Registros de anotación de posición:
--------------------------------------------------

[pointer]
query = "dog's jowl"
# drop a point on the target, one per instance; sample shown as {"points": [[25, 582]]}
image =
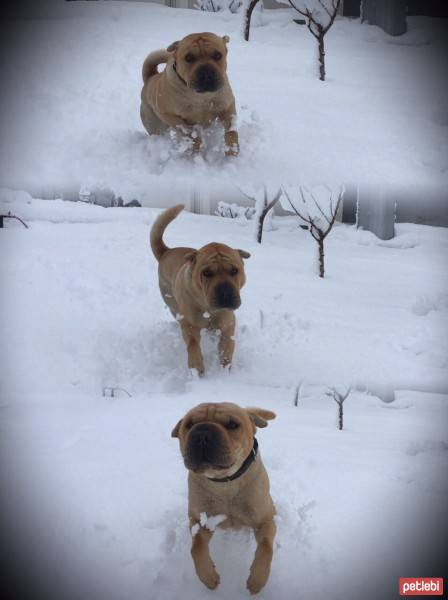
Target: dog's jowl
{"points": [[201, 288], [227, 480], [192, 91]]}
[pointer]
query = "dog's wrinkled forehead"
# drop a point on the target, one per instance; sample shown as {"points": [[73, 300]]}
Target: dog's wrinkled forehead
{"points": [[215, 412], [202, 43], [218, 254]]}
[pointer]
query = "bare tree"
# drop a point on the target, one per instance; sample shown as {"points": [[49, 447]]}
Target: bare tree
{"points": [[248, 9], [339, 399], [263, 204], [319, 221], [320, 16]]}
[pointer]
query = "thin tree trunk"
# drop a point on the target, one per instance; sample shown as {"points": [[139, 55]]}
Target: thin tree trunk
{"points": [[248, 17], [321, 48], [321, 257], [261, 219]]}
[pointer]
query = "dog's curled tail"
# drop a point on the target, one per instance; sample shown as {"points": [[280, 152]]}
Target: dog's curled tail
{"points": [[158, 246], [149, 68]]}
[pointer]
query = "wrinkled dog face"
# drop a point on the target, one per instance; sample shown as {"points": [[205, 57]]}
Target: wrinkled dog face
{"points": [[201, 60], [217, 272], [215, 439]]}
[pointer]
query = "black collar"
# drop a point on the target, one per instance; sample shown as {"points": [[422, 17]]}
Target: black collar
{"points": [[246, 464], [181, 78]]}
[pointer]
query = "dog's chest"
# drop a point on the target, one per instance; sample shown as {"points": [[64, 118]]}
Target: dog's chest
{"points": [[205, 111]]}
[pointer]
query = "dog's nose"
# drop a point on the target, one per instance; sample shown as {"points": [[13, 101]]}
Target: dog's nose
{"points": [[207, 79], [226, 296], [202, 437]]}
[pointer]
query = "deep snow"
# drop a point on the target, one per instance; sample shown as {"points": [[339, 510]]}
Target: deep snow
{"points": [[71, 85], [98, 482]]}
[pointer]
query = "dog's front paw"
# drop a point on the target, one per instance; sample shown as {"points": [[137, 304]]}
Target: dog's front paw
{"points": [[196, 373], [232, 150], [257, 579], [226, 364], [209, 576]]}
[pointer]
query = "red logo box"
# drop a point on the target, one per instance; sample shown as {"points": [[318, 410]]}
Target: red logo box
{"points": [[421, 586]]}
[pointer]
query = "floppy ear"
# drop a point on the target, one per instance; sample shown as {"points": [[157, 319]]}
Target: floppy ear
{"points": [[191, 256], [175, 432], [172, 47], [260, 416]]}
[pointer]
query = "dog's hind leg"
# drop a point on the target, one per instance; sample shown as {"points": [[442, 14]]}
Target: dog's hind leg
{"points": [[192, 338], [200, 553], [226, 344], [152, 123], [261, 567]]}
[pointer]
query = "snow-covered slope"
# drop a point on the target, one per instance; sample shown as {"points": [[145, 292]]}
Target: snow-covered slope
{"points": [[71, 85], [98, 481]]}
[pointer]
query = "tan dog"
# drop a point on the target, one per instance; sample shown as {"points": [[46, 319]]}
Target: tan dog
{"points": [[227, 478], [201, 288], [193, 89]]}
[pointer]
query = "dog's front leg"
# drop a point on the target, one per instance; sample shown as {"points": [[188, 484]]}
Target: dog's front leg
{"points": [[192, 338], [260, 569], [228, 119], [226, 344], [200, 552]]}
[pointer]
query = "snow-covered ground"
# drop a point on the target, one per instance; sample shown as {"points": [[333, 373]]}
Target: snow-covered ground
{"points": [[71, 88], [96, 484]]}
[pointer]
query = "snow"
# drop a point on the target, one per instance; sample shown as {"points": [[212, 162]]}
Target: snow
{"points": [[99, 483], [70, 104]]}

--------------------------------------------------

Devuelve todas las líneas de los registros que contengan la palabra "snow", respetando mayúsculas y minúsculas.

> RESPUESTA FINAL:
query = "deep snow"
Target: deep snow
query = "snow-covered slope"
Target: snow-covered slope
query = "snow-covered ground"
Target: snow-covered ground
query = "snow"
Target: snow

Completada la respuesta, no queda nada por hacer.